**Document excerpt**
☆ ☆ ☆ ☆
# wow... eew...



## Bottles r LEET (Mar 28, 2011)

Picked up a bottle at an 1800s barn and it had a dead mouse in it.[8D] I'm guessing the mouse had been dead for 20 years... still  had fur on it too.[:'(]


----------



## surfaceone (Mar 28, 2011)

Hey Ryan,

 Did'ya get photos? I'd think there'd be some collector interest in a mummified mouse bottle...

 T'would make a great fleabay item.  [8D]


----------



## cyberdigger (Mar 28, 2011)

I found a demijohn on the curb last year and brought it home, only to find a whole mummified mouse family in it.. talk about eew.. !!


----------



## Bottles r LEET (Mar 28, 2011)

Got a picture.[]


----------



## towhead (Mar 29, 2011)

I have a mouse in a 7up bottle.  Eby you say?  ....hmmmm -Julie

 P.S. I think there is a live one in my truck too![]


----------



## cowseatmaize (Mar 29, 2011)

Ghost mouse!!!! Run away!!!


----------



## Blackglass (Mar 29, 2011)

I bought a small demi-john from a yardsale once and it also had a dead mouse in it...kinda a creepy thing to discover on the ride home...


----------



## RICKJJ59W (Mar 29, 2011)

> ORIGINAL:  towhead
> 
> I have a mouse in a 7up bottle.  Eby you say?  ....hmmmm -Julie
> 
> P.S. I think there is a live one in my truck too![]


 
 Just hope it doesn't die in there,warm weather is comin [X(][]


----------



## toddrandolph (Mar 29, 2011)

I found 2 warners safe bottles in the attic of my previous house, the nice older type with the double ring top or whatever you call that, one of which had a mummified mouse inside. I thought it would be dry and brittle and I could break it up with a stick and get it out, nope, so the mouse is still inside and the bottle is displayed in my window.


----------



## surfaceone (Mar 29, 2011)

Hello Ghost Mouseketeers,

 You guys are doing all this talking about it, and no one, save Ryan, is doin any showing. And you can't really see Ryan's mouse too well. No offense, Ryan. [8D]

 Now, If I had a mouse in a bottle, I'd be tryin to show it off to best advantage. Try and capture the mousiness like you would a great birdswing or bubble configuration.

 Where else can ya get the mouse in a bottle story, but here...
☆ ☆ ☆ ☆
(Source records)
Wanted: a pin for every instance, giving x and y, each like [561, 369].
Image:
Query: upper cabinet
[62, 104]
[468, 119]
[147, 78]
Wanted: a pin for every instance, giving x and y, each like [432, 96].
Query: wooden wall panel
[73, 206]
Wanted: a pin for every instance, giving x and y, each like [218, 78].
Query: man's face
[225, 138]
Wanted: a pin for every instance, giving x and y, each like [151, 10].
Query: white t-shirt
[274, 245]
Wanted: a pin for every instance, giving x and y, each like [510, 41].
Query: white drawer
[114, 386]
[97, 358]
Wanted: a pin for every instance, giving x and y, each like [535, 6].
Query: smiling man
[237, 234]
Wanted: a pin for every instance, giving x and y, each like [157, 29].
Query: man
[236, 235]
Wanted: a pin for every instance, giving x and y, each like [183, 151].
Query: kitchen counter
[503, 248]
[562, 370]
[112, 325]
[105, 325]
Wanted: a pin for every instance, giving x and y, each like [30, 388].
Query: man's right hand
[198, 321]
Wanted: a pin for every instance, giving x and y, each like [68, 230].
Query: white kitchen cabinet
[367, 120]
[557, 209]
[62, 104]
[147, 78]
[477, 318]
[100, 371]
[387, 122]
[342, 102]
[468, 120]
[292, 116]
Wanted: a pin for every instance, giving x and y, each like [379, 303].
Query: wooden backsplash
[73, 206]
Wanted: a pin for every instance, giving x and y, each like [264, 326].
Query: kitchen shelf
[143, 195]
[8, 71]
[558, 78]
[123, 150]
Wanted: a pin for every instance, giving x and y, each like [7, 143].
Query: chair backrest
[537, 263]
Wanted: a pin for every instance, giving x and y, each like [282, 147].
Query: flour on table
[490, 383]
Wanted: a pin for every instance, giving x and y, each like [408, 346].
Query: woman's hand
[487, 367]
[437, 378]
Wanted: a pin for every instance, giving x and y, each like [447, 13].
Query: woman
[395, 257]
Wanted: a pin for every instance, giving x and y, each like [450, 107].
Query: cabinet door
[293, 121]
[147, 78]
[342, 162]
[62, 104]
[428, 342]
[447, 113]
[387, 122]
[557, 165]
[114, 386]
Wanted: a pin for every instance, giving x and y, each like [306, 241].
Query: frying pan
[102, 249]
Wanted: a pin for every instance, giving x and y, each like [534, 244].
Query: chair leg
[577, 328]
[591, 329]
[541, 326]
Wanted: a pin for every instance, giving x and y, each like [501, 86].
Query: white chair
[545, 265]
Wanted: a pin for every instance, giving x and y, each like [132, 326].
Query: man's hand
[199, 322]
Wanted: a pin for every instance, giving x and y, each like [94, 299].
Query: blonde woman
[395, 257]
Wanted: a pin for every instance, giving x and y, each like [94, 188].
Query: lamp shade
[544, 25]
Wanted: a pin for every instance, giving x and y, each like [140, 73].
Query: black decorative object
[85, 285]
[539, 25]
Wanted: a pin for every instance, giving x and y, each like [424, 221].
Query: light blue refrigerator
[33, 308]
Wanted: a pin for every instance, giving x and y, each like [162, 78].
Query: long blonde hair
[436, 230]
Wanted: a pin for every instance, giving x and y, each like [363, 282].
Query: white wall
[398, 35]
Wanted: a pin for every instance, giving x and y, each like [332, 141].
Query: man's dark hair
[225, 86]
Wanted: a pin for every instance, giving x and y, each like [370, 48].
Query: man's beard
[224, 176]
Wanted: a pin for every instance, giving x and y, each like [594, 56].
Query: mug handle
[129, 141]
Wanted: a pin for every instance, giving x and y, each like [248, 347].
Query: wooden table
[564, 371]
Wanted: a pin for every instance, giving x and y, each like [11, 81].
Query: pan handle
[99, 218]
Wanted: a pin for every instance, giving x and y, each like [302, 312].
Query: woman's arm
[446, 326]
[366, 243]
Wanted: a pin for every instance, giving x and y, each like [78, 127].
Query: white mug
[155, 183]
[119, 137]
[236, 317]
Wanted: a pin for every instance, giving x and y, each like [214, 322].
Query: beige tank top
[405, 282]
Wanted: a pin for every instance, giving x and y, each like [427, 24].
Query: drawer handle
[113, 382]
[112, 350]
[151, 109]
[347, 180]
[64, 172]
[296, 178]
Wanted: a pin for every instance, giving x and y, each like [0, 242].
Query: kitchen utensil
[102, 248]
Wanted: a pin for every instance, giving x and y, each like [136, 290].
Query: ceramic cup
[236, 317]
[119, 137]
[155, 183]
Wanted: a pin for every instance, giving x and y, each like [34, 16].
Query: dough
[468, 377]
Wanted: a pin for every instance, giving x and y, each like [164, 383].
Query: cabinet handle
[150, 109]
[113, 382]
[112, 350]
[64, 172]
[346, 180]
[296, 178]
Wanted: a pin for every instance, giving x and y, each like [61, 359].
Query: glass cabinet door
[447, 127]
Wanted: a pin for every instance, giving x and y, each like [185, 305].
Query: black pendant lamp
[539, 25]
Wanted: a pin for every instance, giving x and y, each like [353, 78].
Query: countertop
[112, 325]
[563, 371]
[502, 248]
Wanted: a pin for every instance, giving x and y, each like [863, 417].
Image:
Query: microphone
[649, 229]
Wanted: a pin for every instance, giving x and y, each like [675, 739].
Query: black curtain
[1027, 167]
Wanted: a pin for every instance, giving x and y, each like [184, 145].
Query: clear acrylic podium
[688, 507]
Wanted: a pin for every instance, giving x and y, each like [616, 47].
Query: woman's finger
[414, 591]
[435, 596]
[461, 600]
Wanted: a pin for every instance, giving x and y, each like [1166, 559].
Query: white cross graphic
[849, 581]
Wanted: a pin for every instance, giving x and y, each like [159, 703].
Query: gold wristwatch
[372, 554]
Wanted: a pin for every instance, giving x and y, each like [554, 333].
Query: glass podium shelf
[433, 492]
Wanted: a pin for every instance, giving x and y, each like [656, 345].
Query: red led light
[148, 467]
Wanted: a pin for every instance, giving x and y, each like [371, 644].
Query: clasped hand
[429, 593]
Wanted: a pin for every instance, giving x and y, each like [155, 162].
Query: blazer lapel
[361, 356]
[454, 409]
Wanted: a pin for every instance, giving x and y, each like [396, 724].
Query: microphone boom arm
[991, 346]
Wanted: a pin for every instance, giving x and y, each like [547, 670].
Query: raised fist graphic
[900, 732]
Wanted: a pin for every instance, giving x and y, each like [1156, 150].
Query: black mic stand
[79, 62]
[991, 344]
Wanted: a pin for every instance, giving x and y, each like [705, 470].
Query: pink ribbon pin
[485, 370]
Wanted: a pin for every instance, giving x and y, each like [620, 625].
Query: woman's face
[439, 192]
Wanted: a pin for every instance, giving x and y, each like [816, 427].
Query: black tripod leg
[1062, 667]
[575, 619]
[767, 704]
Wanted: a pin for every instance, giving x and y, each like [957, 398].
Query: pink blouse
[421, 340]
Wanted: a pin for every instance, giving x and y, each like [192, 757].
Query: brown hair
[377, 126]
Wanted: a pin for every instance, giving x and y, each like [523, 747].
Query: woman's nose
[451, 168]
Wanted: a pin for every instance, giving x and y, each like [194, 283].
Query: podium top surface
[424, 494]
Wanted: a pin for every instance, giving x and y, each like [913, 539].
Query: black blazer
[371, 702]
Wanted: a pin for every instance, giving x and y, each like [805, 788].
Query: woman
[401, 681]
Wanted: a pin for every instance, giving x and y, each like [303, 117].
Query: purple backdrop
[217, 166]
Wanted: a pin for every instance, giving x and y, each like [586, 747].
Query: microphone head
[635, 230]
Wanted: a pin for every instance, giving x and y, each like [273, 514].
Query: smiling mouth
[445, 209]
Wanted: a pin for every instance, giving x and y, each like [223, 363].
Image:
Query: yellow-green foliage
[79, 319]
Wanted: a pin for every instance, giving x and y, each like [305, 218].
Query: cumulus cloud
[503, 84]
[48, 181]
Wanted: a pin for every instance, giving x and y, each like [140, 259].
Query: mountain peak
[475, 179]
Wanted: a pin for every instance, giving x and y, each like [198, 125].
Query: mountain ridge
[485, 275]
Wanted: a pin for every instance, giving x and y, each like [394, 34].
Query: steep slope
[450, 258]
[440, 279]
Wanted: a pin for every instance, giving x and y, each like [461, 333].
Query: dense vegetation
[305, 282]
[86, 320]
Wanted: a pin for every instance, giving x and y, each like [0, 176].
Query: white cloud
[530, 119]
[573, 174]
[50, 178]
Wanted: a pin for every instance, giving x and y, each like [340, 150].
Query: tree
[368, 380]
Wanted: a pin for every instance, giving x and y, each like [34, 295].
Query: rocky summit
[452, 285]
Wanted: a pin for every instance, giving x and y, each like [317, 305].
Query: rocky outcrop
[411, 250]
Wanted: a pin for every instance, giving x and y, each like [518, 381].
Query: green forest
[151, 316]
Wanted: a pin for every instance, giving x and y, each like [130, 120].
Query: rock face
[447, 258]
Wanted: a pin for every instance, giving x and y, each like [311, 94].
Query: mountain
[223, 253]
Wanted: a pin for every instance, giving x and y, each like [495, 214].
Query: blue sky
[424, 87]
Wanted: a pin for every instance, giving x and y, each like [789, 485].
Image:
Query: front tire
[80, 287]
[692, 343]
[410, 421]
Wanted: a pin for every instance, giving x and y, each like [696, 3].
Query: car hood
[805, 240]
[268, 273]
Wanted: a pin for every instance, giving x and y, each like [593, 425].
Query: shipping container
☆ ☆ ☆ ☆
**Instruction A**
In the mouse-in-a-bottle thread, where did cyberdigger find the demijohn that held a mummified mouse family?
**Instruction B**
Reproduce the mouse-in-a-bottle thread starting at "## toddrandolph (Mar" and ending at "in my window.".
**Instruction C**
In the mouse-in-a-bottle thread, why does surfaceone, in the post opening "Hello Ghost Mouseketeers," push the others to post pictures?
Nothing here requires the source records.

**Expected answer A**
On the curb.

**Expected answer B**
## toddrandolph (Mar 29, 2011)

I found 2 warners safe bottles in the attic of my previous house, the nice older type with the double ring top or whatever you call that, one of which had a mummified mouse inside. I thought it would be dry and brittle and I could break it up with a stick and get it out, nope, so the mouse is still inside and the bottle is displayed in my window.

**Expected answer C**
Everyone is talking about their mouse bottles, but only Ryan has shown one, and his mouse can't be seen very well. Surfaceone would want a mouse in a bottle shown to best advantage, photographed the way one would capture a great birdswing or bubble configuration.